- [Source data]
——
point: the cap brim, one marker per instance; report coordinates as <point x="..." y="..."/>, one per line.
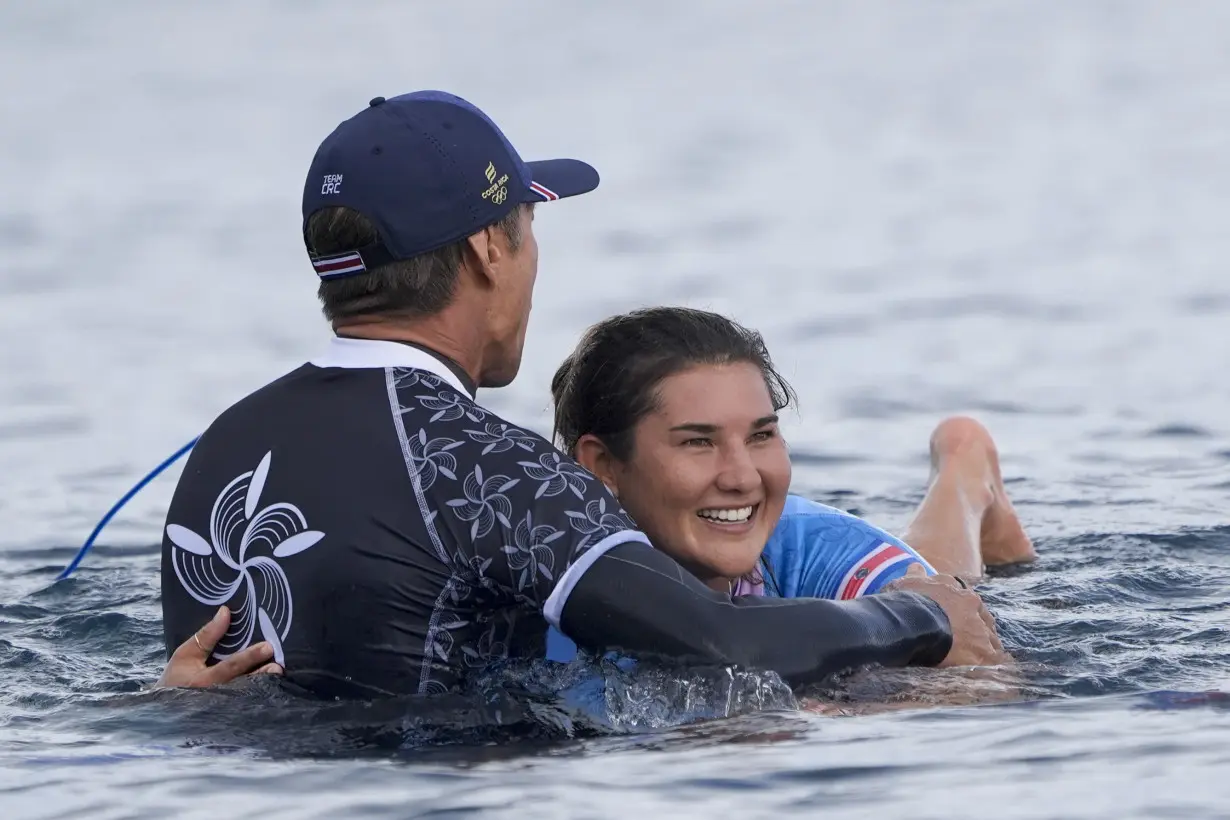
<point x="559" y="178"/>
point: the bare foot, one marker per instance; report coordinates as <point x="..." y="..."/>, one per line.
<point x="964" y="446"/>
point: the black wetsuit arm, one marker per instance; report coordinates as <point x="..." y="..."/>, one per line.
<point x="636" y="599"/>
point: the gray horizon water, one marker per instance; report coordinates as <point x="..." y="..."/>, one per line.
<point x="1007" y="209"/>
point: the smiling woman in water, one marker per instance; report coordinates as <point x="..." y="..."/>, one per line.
<point x="675" y="411"/>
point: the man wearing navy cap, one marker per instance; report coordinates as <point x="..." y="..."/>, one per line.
<point x="384" y="532"/>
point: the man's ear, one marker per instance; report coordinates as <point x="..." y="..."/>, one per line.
<point x="485" y="255"/>
<point x="597" y="457"/>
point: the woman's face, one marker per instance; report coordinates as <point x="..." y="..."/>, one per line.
<point x="709" y="471"/>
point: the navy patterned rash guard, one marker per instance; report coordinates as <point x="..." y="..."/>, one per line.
<point x="388" y="535"/>
<point x="376" y="520"/>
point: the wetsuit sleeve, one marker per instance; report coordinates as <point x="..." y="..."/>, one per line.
<point x="635" y="599"/>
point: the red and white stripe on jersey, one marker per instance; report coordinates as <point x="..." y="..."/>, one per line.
<point x="338" y="266"/>
<point x="543" y="191"/>
<point x="872" y="566"/>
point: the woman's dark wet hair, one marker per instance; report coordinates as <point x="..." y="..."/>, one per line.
<point x="609" y="382"/>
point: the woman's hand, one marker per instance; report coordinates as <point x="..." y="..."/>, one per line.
<point x="974" y="642"/>
<point x="187" y="665"/>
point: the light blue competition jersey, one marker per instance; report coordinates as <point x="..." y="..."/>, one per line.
<point x="814" y="551"/>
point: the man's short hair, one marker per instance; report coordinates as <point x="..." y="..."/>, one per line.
<point x="422" y="285"/>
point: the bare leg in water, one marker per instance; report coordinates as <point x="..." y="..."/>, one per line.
<point x="964" y="524"/>
<point x="966" y="521"/>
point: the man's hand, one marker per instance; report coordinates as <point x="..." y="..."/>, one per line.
<point x="187" y="665"/>
<point x="974" y="642"/>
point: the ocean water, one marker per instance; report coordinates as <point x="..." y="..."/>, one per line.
<point x="1009" y="209"/>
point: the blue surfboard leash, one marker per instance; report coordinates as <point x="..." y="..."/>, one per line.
<point x="154" y="473"/>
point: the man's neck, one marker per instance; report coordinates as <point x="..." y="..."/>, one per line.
<point x="427" y="335"/>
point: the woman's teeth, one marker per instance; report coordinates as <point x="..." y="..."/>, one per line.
<point x="732" y="515"/>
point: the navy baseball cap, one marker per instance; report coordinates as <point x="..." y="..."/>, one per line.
<point x="428" y="169"/>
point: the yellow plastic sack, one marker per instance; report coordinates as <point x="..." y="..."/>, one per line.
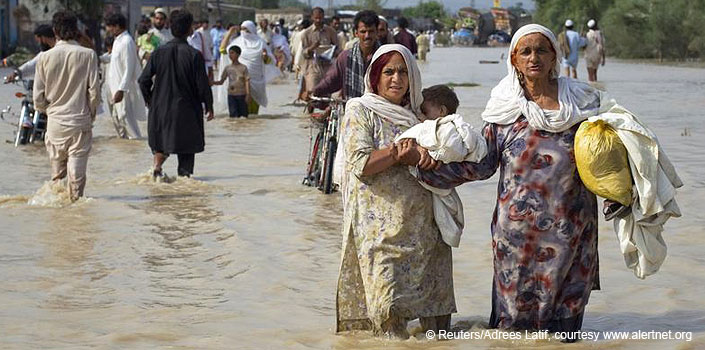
——
Give back the records above exactly. Pictures stay out.

- [Expected output]
point: the cap brim, one marker per instance; report coordinates as <point x="..." y="..."/>, one per line.
<point x="559" y="178"/>
point: the bare foot, one marker per instance; report coordinates as <point x="..." y="..."/>, one per line.
<point x="964" y="446"/>
point: the black wetsuit arm, one marker per instance; report coordinates as <point x="..." y="..."/>, one per line.
<point x="636" y="599"/>
point: the gray horizon water, one marker per instance; report coordinates as <point x="..." y="..."/>, one per line.
<point x="1007" y="209"/>
point: the smiling woman in water, one marker per instance; report coordinates as <point x="..." y="..."/>, one per line.
<point x="675" y="411"/>
point: the man wearing navy cap, one marker per instance; report coordinates as <point x="..." y="..."/>, one per line.
<point x="384" y="532"/>
point: the man's ear, one marker per instance; report coordinates as <point x="..." y="..."/>, one per line.
<point x="485" y="255"/>
<point x="597" y="457"/>
point: the woman's face, one marker per instance; report coordinates as <point x="..." y="..."/>, one per line.
<point x="709" y="471"/>
point: the navy patterned rash guard, one marker per instance; report coordinates as <point x="..." y="..."/>, one per line.
<point x="388" y="535"/>
<point x="376" y="520"/>
point: the wetsuit sleeve, one marker per instance; report coordinates as <point x="..." y="..."/>, one per line.
<point x="635" y="599"/>
point: the red and white stripe on jersey, one marker per instance; report coordinates as <point x="..." y="..."/>, one per line.
<point x="338" y="266"/>
<point x="543" y="191"/>
<point x="872" y="566"/>
point: the woman's dark wet hair, one marker per instance; report coordinates as <point x="..." y="..."/>, one per line.
<point x="609" y="382"/>
point: the woman's hand, one marker per instance; report coordinates as <point x="..." y="..."/>, one per line.
<point x="974" y="642"/>
<point x="187" y="665"/>
point: the light blue competition jersey, one marker per instance; report coordinates as <point x="..." y="..."/>, one per line.
<point x="814" y="551"/>
point: the man's short hair, one marker per instance; report coordinates as <point x="..." y="..."/>, one per line.
<point x="422" y="285"/>
point: the bare leg in water, one marker per instance; report coordinates as <point x="..." y="..."/>, one per line.
<point x="964" y="524"/>
<point x="966" y="521"/>
point: the man's hand, one marker per instance; report coordinates as <point x="..." y="..."/>, one per line.
<point x="187" y="665"/>
<point x="974" y="642"/>
point: the ocean water, one marker per instance; report coordinates as <point x="..." y="..."/>, one per line.
<point x="1009" y="209"/>
point: the blue surfboard leash, one marker per instance; report coordinates as <point x="..." y="..."/>, one per line.
<point x="154" y="473"/>
point: the man's neck, one marker per instance; report coordinates as <point x="..." y="..."/>, one per line.
<point x="427" y="335"/>
point: the woman's teeth, one marker per instance; report coordinates as <point x="..." y="..."/>, one per line.
<point x="732" y="515"/>
point: the navy baseball cap, one marker per instance; report coordinates as <point x="..." y="..."/>, one per line.
<point x="428" y="169"/>
point: the yellow plastic sack, one marker per instance; report coordinates as <point x="..." y="..."/>, one per line.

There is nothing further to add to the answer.